What to work on: Copy out word for word the lines from the one containing "of the baseball" through the last line of the block of data, including both.

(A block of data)
● ● ●
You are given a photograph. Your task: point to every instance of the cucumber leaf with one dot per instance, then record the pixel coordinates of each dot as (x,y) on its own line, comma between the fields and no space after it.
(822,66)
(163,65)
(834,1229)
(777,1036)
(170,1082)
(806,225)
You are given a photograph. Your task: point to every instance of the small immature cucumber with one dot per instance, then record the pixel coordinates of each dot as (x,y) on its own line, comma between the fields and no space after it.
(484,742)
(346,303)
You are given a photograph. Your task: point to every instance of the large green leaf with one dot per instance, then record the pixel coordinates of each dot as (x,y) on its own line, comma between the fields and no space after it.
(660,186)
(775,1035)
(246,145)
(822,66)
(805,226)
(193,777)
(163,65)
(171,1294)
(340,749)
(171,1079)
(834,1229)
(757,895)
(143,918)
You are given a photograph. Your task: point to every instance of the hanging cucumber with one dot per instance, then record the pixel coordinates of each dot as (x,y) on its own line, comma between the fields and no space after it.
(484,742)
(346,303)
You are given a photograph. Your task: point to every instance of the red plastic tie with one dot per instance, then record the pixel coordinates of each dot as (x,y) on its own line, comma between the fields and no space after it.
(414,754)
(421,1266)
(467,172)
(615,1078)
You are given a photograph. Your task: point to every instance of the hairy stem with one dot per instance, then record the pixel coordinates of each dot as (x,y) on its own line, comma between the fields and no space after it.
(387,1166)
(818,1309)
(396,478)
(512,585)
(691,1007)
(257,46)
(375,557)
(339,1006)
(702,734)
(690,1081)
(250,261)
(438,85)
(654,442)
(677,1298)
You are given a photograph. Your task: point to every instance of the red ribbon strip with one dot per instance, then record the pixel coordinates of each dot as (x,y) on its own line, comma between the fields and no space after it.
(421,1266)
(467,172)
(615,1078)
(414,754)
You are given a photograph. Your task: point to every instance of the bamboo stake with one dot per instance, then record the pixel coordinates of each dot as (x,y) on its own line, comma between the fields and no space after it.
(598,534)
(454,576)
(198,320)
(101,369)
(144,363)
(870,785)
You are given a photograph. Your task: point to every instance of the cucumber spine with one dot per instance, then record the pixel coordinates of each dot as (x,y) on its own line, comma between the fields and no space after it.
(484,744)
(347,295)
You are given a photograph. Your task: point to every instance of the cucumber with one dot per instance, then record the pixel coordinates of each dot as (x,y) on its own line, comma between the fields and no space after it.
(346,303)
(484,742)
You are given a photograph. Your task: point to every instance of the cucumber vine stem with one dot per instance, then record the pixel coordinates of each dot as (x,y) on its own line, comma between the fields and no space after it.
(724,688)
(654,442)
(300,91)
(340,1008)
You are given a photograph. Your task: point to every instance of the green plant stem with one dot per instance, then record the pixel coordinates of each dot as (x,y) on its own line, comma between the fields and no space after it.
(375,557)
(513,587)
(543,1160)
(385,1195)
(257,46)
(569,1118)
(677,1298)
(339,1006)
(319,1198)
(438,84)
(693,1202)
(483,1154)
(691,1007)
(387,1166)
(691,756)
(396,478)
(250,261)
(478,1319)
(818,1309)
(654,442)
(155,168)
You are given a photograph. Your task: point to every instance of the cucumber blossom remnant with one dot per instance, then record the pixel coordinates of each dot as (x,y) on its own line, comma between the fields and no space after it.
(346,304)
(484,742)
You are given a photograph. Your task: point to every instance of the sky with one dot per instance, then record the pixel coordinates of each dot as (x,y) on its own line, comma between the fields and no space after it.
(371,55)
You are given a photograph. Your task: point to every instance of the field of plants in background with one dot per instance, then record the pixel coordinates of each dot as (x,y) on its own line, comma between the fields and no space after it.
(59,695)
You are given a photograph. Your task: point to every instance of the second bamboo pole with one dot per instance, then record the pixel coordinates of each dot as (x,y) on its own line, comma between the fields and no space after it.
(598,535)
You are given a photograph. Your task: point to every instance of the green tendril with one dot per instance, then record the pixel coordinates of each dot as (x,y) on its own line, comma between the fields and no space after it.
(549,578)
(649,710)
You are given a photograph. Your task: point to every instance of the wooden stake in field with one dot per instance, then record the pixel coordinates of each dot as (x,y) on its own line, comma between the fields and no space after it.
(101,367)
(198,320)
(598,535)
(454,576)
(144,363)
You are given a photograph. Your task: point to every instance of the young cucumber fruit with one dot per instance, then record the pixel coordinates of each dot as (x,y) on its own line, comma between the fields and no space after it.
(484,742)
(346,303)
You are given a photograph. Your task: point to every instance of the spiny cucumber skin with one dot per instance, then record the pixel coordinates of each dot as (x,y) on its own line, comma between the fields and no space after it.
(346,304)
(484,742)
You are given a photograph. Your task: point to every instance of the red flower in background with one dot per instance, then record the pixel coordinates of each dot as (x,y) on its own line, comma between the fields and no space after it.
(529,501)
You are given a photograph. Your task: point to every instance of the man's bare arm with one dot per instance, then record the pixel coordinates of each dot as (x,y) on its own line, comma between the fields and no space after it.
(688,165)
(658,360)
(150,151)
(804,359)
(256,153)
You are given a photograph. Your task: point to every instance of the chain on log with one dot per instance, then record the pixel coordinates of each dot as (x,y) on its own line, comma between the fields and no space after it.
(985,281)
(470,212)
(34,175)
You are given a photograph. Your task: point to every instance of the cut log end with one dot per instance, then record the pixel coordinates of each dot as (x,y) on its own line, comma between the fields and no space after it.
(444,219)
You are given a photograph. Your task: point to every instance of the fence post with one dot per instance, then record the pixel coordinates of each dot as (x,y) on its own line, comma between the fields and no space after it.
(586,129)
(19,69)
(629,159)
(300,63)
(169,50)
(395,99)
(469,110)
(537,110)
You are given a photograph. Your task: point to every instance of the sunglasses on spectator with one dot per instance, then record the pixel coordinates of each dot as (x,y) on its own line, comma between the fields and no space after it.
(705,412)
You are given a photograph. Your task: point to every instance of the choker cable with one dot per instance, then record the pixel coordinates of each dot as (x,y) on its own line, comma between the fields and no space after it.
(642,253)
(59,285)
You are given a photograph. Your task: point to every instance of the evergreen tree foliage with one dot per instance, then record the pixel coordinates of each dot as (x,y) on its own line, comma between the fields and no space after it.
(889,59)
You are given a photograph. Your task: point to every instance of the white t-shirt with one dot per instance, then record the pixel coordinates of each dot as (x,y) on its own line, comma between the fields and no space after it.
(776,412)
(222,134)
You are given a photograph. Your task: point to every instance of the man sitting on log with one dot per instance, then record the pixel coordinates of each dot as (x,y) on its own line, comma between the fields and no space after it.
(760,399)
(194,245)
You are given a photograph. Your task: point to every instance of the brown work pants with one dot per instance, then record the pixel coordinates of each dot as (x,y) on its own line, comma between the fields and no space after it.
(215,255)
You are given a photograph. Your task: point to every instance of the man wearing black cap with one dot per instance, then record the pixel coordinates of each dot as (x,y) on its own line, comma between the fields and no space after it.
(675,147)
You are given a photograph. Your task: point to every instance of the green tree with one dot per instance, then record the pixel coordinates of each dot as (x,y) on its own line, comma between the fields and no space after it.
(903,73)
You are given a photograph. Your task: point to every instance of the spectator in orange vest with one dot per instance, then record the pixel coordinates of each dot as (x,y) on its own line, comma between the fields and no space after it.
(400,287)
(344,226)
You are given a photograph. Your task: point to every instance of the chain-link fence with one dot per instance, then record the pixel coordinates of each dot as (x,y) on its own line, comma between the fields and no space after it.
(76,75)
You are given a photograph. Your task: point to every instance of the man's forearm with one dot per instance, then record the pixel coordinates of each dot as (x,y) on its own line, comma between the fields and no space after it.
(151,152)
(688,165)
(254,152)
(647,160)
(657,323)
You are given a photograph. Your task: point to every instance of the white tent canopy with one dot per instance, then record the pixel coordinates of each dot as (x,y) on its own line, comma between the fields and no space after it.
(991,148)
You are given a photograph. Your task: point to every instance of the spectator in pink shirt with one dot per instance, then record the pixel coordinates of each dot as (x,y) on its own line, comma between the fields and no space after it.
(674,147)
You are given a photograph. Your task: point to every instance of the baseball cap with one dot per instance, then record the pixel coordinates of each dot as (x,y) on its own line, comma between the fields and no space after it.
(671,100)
● ● ●
Task output:
You are given a photograph. Your task: point to every instance of the baseball cap with one dot per instance, then record the pixel coordinates of each dot as (x,y) on its own line, comma between the fields and no space after it.
(671,100)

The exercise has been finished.